- OBJECTIVES -
(A) In the passage on legal AI platforms predicting a Supreme Court case, which two Justices were the only ones the platforms disagreed about?
(B) Count the lines of the rows that contain the string "blonde", with case mattering, and give only the number.

- PROVIDED PASSAGE -
▶
But those limitations do not eliminate the exercise’s practical value. In fact, they may make the experiment closer to how lawyers and litigants would actually use these tools in practice. Lawyers often ask AI systems to evaluate litigation risk, pressure-test arguments, and identify likely legal issues based on incomplete records and imperfect information. Few real-world uses of legal AI occur under laboratory conditions.
Accordingly, while this experiment should not be treated as a scientific benchmark or a definitive assessment of any platform’s predictive accuracy, it may still provide useful insight into how legal AI tools perform when used in a realistic litigation-strategy setting.
Results Overview
All three platforms, Thomson Reuters’ CoCounsel, Harvey, and Lexis Nexis Protégé, which we have anonymized below, predicted that the Supreme Court would reverse the Fourth Circuit. Platform 1 and Platform 2 reached the same predicted vote alignment: a 5-4 reversal, with Chief Justice Roberts and Justices Sotomayor, Kagan, Gorsuch, and Jackson in the majority. Platform 3 also predicted reversal, but by a broader 7-2 vote, adding Justices Kavanaugh and Barrett to the majority and leaving only Justices Thomas and Alito in dissent. Thus, the platforms’ predictions regarding disposition only differ with respect to two Justices: Justice Kavanaugh and Justice Barrett.
| Platform | Predicted Outcome | Predicted Majority | Predicted Dissent |
| Platform 1 | Reverse, 5-4 | Roberts, Sotomayor, Kagan, Gorsuch, Jackson | Thomas, Alito, Kavanaugh, Barrett |
| Platform 2 | Reverse, 5-4 | Roberts, Sotomayor, Kagan, Gorsuch, Jackson | Thomas, Alito, Kavanaugh, Barrett |
| Platform 3 | Reverse, 7-2 | Roberts, Sotomayor, Kagan, Gorsuch, Kavanaugh, Barrett, Jackson | Thomas, Alito |
The headline result is that all three platforms reached the same bottom-line prediction: reversal. But the more important question is how each platform reached its conclusion. We therefore compared not only the predicted outcome, but also the doctrinal path each tool used to get there, including how each platform addressed reasonable expectations of privacy, the third-party doctrine, particularity, general-warrant concerns, and the good-faith exception.
While fourteen of the fifteen judges on the Fourth Circuit voted to affirm the District Court’s decision, all three AI platforms predicted that the Supreme Court would reverse. The platforms differed only as to two Justices: Justice Kavanaugh and Justice Barrett. Platforms 1 and 2 predicted that both Justices would vote to affirm, placing them in a four-Justice dissent. Platform 3, however, predicted that both Justices would vote to reverse, and thereby form part of a seven-Justice majority.
◀
- EXTRACTED MATERIAL -
▶
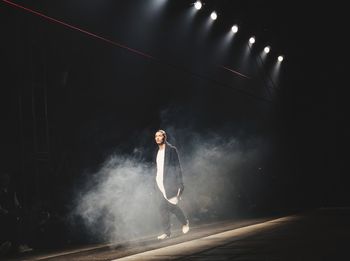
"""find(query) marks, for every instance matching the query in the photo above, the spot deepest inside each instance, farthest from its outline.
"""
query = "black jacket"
(172, 175)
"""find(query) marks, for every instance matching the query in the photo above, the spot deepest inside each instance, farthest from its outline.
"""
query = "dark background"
(68, 99)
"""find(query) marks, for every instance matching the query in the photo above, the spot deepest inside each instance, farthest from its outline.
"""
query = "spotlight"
(267, 49)
(234, 28)
(198, 5)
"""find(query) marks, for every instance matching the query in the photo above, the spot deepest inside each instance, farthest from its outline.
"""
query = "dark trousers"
(166, 208)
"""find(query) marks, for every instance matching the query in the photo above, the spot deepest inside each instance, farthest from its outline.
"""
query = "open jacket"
(172, 174)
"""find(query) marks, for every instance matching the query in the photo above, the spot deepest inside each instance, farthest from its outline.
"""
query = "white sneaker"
(186, 228)
(163, 236)
(24, 248)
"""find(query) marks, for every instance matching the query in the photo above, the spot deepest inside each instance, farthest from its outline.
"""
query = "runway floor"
(322, 234)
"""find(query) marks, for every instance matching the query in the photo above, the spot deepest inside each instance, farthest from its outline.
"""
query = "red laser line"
(77, 28)
(226, 68)
(95, 35)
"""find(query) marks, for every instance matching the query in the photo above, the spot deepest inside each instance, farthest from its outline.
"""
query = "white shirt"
(160, 175)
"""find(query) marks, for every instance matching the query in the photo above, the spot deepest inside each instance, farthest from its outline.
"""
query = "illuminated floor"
(322, 234)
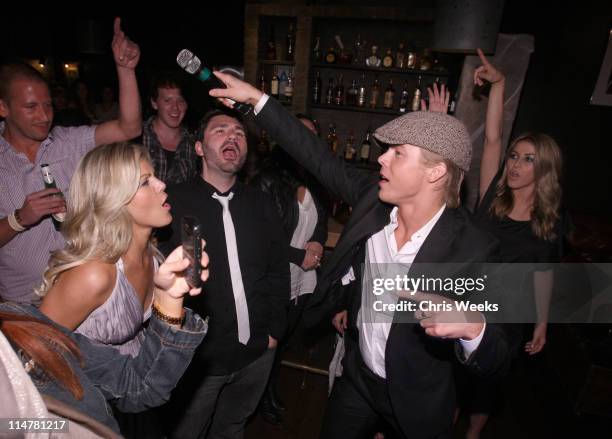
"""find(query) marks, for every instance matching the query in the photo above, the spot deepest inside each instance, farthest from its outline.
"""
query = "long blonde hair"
(98, 226)
(547, 198)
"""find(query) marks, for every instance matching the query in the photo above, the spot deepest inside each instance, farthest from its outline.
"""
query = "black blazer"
(418, 367)
(281, 184)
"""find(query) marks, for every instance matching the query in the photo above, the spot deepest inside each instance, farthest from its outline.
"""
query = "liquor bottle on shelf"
(416, 98)
(290, 51)
(345, 56)
(361, 92)
(274, 85)
(329, 95)
(271, 45)
(388, 60)
(289, 88)
(58, 218)
(400, 57)
(339, 92)
(404, 98)
(282, 83)
(364, 153)
(332, 139)
(316, 89)
(374, 94)
(316, 50)
(352, 93)
(349, 148)
(389, 97)
(426, 61)
(330, 56)
(411, 60)
(373, 60)
(359, 43)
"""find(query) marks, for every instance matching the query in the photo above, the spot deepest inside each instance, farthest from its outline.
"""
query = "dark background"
(570, 41)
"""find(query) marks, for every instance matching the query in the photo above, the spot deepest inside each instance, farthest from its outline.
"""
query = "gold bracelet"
(166, 318)
(15, 222)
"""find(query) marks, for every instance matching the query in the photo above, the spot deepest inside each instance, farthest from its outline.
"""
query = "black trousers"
(359, 401)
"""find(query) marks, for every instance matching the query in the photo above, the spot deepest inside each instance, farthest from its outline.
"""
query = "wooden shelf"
(353, 67)
(357, 109)
(277, 62)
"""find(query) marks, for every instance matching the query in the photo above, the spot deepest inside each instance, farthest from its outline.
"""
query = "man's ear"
(4, 111)
(437, 172)
(199, 148)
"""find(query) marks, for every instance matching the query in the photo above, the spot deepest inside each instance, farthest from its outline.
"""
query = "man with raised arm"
(27, 234)
(397, 371)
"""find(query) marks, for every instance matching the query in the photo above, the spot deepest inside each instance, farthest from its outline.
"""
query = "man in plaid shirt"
(169, 143)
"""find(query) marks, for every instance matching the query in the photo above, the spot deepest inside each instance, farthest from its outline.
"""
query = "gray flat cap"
(435, 132)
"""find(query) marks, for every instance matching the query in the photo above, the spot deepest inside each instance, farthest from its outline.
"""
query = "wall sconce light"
(462, 26)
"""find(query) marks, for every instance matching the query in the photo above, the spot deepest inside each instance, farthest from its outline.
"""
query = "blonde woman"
(520, 203)
(101, 284)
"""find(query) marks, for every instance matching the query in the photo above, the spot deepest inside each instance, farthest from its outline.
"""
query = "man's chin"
(384, 196)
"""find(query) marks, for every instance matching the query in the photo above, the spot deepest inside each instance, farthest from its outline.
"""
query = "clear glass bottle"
(339, 92)
(373, 60)
(374, 94)
(389, 97)
(400, 57)
(364, 153)
(388, 59)
(404, 98)
(416, 97)
(361, 92)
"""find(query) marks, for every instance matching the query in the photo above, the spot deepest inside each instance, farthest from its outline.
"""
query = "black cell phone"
(191, 238)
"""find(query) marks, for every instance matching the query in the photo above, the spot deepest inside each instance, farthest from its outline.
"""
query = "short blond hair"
(453, 180)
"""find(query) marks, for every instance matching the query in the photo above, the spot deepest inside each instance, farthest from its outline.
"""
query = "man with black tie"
(400, 372)
(247, 294)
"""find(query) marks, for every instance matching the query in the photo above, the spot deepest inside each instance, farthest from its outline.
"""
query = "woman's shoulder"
(93, 278)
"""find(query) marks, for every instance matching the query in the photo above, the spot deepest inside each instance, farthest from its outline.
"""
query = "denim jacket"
(108, 377)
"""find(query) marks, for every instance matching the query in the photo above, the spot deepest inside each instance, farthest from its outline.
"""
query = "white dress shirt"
(385, 261)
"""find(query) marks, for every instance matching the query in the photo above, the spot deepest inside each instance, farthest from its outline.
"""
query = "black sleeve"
(320, 233)
(296, 255)
(483, 207)
(311, 152)
(279, 291)
(169, 237)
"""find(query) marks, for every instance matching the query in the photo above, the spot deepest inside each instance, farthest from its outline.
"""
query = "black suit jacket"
(418, 367)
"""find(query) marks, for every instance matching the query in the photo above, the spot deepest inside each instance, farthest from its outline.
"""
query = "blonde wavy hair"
(98, 226)
(545, 211)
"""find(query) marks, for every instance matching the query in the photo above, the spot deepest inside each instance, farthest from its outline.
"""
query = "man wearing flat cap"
(397, 371)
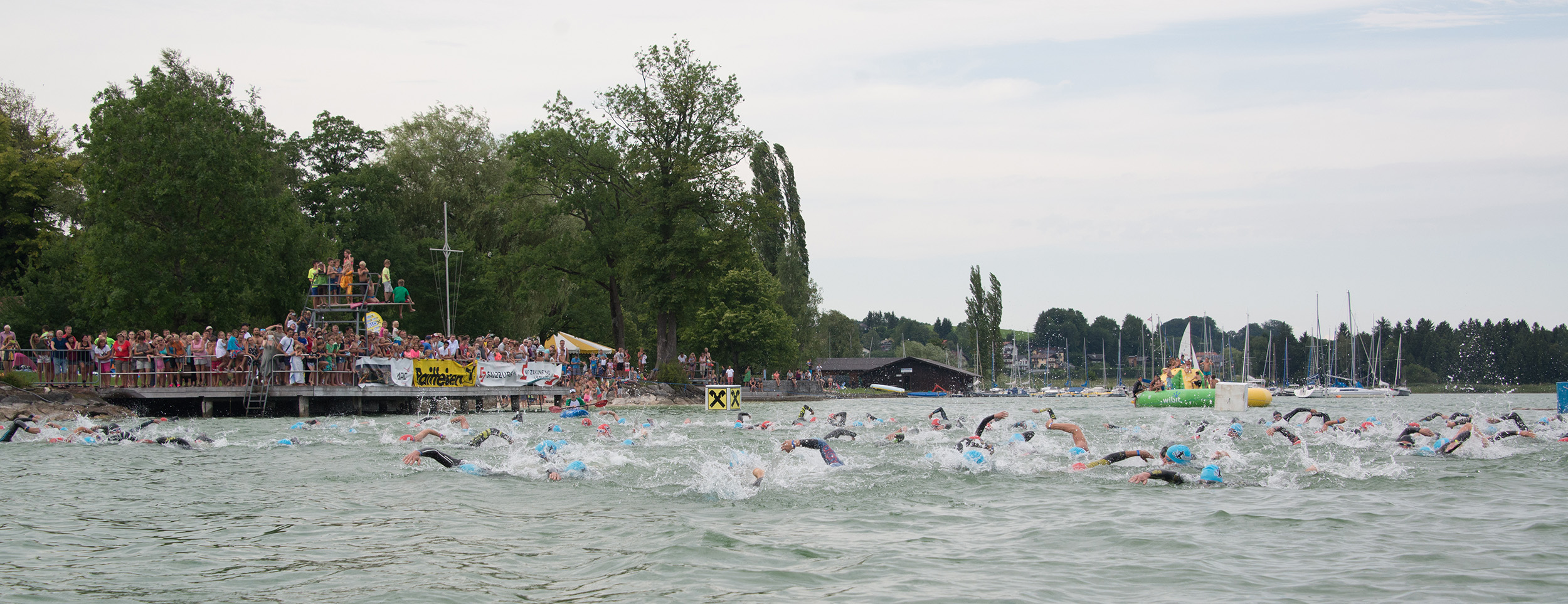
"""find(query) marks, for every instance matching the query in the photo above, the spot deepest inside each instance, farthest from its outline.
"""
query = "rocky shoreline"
(58, 404)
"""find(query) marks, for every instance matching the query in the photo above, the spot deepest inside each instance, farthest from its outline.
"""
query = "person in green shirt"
(386, 278)
(400, 297)
(317, 277)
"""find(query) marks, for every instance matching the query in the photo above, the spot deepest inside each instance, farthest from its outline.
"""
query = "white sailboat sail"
(1186, 347)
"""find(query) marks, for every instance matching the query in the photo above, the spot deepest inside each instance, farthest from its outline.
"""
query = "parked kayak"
(1199, 398)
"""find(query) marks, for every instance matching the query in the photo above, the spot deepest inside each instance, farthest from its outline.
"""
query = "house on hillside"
(911, 374)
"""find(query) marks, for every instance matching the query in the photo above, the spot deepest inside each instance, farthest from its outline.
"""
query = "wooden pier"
(327, 401)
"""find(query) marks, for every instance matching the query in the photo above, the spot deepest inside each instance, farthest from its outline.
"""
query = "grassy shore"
(1482, 388)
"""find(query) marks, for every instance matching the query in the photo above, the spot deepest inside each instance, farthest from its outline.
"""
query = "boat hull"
(1199, 398)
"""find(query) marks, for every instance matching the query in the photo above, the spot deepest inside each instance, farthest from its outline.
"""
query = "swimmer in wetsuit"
(977, 440)
(487, 433)
(1310, 415)
(811, 443)
(1283, 432)
(1114, 458)
(1409, 437)
(447, 460)
(1071, 429)
(171, 440)
(21, 423)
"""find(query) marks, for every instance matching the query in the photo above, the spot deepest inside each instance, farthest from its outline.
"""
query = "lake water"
(339, 518)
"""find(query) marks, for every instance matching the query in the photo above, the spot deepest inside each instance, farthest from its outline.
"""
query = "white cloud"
(1428, 21)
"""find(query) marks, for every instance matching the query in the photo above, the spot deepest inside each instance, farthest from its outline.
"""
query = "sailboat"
(1346, 388)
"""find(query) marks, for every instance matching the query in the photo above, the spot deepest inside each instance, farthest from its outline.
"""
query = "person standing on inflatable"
(811, 443)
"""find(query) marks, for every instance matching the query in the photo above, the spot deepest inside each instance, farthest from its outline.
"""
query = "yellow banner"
(443, 374)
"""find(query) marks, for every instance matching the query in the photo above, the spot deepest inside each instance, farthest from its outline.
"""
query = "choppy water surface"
(337, 518)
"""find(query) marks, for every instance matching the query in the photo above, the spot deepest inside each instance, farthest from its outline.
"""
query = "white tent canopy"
(575, 344)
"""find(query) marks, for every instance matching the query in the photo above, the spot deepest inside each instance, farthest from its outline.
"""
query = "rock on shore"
(58, 404)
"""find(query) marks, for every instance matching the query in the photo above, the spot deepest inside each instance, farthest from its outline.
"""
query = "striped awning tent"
(576, 344)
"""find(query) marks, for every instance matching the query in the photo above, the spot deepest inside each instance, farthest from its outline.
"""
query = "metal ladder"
(256, 396)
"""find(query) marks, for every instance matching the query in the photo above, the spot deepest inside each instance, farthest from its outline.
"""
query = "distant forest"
(1482, 352)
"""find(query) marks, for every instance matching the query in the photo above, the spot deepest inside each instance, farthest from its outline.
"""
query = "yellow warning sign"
(723, 398)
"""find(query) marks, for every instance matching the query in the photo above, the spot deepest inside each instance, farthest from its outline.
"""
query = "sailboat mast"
(1352, 327)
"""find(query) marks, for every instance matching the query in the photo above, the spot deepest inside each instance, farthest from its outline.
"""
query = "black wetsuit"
(1409, 437)
(977, 440)
(1503, 435)
(173, 440)
(827, 452)
(487, 433)
(1311, 413)
(1288, 433)
(1168, 476)
(1115, 457)
(441, 457)
(16, 424)
(1456, 443)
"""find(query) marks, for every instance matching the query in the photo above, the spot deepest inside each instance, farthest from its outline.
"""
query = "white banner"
(384, 371)
(400, 373)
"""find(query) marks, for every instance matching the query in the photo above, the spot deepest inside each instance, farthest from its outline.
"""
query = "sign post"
(722, 398)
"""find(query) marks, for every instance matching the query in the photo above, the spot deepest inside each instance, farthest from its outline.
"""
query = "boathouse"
(910, 374)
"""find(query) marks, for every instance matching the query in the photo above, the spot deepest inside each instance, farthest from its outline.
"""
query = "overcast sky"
(1150, 157)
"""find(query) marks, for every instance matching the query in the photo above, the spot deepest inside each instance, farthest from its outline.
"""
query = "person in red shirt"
(123, 360)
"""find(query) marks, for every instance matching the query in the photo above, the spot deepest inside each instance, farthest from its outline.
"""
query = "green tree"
(579, 214)
(187, 218)
(35, 173)
(841, 335)
(983, 311)
(744, 322)
(682, 139)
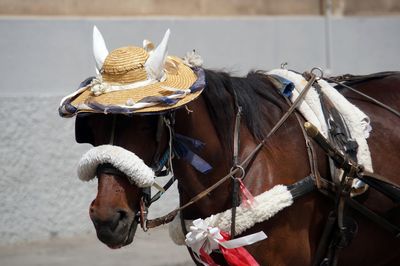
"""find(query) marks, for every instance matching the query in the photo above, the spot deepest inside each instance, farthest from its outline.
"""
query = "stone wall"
(195, 8)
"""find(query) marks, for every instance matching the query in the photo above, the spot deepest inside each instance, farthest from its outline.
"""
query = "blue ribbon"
(182, 148)
(285, 87)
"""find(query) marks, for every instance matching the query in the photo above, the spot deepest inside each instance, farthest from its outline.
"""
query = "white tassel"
(155, 63)
(100, 51)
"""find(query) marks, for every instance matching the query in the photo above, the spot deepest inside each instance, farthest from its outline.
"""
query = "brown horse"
(294, 233)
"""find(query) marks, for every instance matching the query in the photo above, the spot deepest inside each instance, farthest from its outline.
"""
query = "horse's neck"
(283, 160)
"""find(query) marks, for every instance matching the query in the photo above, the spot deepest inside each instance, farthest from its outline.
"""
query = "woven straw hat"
(136, 80)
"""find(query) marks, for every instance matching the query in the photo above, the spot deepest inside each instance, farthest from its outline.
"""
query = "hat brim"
(181, 77)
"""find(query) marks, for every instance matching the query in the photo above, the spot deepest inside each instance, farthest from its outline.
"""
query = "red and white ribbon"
(203, 239)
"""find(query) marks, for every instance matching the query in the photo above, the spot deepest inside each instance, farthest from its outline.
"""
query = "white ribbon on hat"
(202, 235)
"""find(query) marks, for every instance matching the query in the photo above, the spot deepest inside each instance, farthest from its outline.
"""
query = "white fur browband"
(125, 161)
(267, 204)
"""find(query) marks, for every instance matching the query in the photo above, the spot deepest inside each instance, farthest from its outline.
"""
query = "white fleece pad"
(267, 204)
(125, 161)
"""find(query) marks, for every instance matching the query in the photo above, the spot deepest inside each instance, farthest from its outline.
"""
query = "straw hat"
(136, 80)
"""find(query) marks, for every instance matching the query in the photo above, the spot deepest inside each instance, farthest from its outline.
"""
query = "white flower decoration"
(192, 59)
(98, 87)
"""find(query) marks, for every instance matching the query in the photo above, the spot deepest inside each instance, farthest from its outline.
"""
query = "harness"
(336, 232)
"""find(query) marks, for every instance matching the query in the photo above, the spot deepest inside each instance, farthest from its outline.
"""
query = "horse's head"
(116, 210)
(129, 104)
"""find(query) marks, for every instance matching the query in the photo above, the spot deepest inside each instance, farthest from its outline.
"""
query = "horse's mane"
(254, 94)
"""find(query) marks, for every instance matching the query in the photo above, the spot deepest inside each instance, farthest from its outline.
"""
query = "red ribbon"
(237, 256)
(234, 256)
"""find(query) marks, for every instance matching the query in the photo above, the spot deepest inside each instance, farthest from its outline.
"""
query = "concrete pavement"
(152, 248)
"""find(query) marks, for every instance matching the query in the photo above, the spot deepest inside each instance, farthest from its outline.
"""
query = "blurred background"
(45, 51)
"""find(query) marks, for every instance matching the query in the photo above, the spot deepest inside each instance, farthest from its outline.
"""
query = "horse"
(294, 232)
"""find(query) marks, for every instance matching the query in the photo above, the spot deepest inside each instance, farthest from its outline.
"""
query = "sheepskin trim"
(266, 205)
(125, 161)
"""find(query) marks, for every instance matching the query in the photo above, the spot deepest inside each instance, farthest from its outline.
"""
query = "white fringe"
(125, 161)
(357, 121)
(267, 205)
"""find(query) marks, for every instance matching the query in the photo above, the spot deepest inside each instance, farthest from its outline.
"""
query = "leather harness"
(339, 192)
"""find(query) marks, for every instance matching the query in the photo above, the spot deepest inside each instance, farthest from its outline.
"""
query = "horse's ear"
(155, 63)
(100, 51)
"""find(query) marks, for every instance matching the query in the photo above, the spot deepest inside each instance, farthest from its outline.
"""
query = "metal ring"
(321, 72)
(241, 169)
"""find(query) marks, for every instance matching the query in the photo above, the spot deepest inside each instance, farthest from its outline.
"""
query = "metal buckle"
(243, 172)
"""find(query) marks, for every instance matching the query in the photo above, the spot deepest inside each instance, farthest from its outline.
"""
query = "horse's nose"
(107, 218)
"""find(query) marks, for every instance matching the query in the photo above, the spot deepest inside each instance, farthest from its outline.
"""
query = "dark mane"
(255, 94)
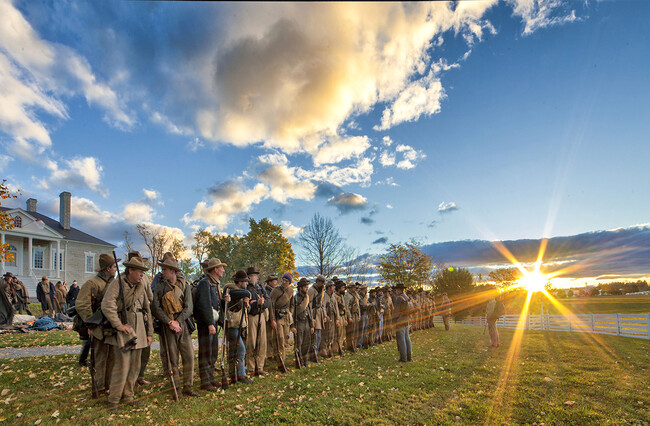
◀
- RESULTS FOR EACH TASK -
(A) Justice Kavanaugh and Justice Barrett.

(B) 3